• [Document extract]:
%%
On Mon, Sep 8, 2025 at 3:06 AM Tom Lane <tgl@sss.pgh.pa.us> wrote:
>
> Coverity is not happy with commit a850be2fe:
>
> /srv/coverity/git/pgsql-git/postgresql/src/backend/replication/logical/worker.c: 3276 in
FindDeletedTupleInLocalRel()
> 3270 * maybe_advance_nonremovable_xid() for details).
> 3271 */
> 3272 LWLockAcquire(LogicalRepWorkerLock, LW_SHARED);
> 3273 leader = logicalrep_worker_find(MyLogicalRepWorker->subid,
> 3274 InvalidOid, false);
> 3275
> >>> CID 1665367: Null pointer dereferences (NULL_RETURNS)
> >>> Dereferencing a pointer that might be "NULL" "&leader->relmutex" when calling "tas".
> 3276 SpinLockAcquire(&leader->relmutex);
> 3277 oldestxmin = leader->oldest_nonremovable_xid;
> 3278 SpinLockRelease(&leader->relmutex);
> 3279 LWLockRelease(LogicalRepWorkerLock);
> 3280 }
>
> I think Coverity has a point. AFAICS every other call of
> logicalrep_worker_find() guards against a NULL result,
> so why is it okay for this one to dump core on NULL?
>
Thanks for pointing it out. It was a miss.
I attempted to reproduce a SIGSEGV in this flow. It appears that a
SIGSEGV can occur when the tablesync worker is catching up and is in
FindDeletedTupleInLocalRel() and meanwhile drop-subscription is done
in another session. Here’s the sequence that triggers the issue:
1) Pause the tablesync worker while it's in FindDeletedTupleInLocalRel().
2) Issue a 'DROP SUBSCRIPTION sub'.
3) Allow DropSubscription to proceed to logicalrep_worker_stop() for
the apply worker, but block it using the debugger before it attempts
to stop the tablesync worker.
4) Simultaneously, hold the launcher process using the debugger before
it can restart the apply worker.
5) Now, resume the tablesync worker. It ends up with a NULL leader
worker and hits a SIGSEGV.
Since this issue can be reliably reproduced with a simple DROP
SUBSCRIPTION, I thought it would be appropriate to add the new error
as a user-facing error.
Additionally, the issue can also be reproduced if the apply worker is
forcefully made to error out in wait_for_relation_state_change() while
the tablesync worker is applying changes and is in
FindDeletedTupleInLocalRel().
Attached a patch to address the issue.
thanks
Shveta
%%
Object point labels:
%%
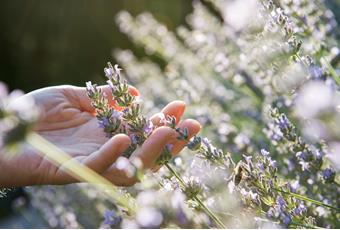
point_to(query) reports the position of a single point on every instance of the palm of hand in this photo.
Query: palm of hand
(68, 122)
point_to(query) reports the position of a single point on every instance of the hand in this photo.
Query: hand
(68, 121)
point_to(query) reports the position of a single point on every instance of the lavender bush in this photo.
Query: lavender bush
(262, 78)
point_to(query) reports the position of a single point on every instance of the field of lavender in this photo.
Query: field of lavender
(262, 78)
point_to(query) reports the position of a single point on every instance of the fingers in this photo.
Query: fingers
(148, 153)
(174, 108)
(82, 101)
(98, 161)
(102, 159)
(193, 127)
(151, 149)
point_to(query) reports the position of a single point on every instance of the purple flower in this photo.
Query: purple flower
%%
• [Problem 1]: What CID number does the Coverity thread give for the null pointer dereference?
• [Problem 2]: According to the Coverity thread, why was the new error added as a user-facing error?
• [Problem 3]: Duplicate the part of the Coverity thread starting with "5) Now, resume" and going on through "a user-facing error.".

• [Written answer 1]: CID 1665367.

• [Written answer 2]: It was made user-facing because the issue can be reliably reproduced with a simple DROP SUBSCRIPTION.

• [Written answer 3]:
5) Now, resume the tablesync worker. It ends up with a NULL leader
worker and hits a SIGSEGV.
Since this issue can be reliably reproduced with a simple DROP
SUBSCRIPTION, I thought it would be appropriate to add the new error
as a user-facing error.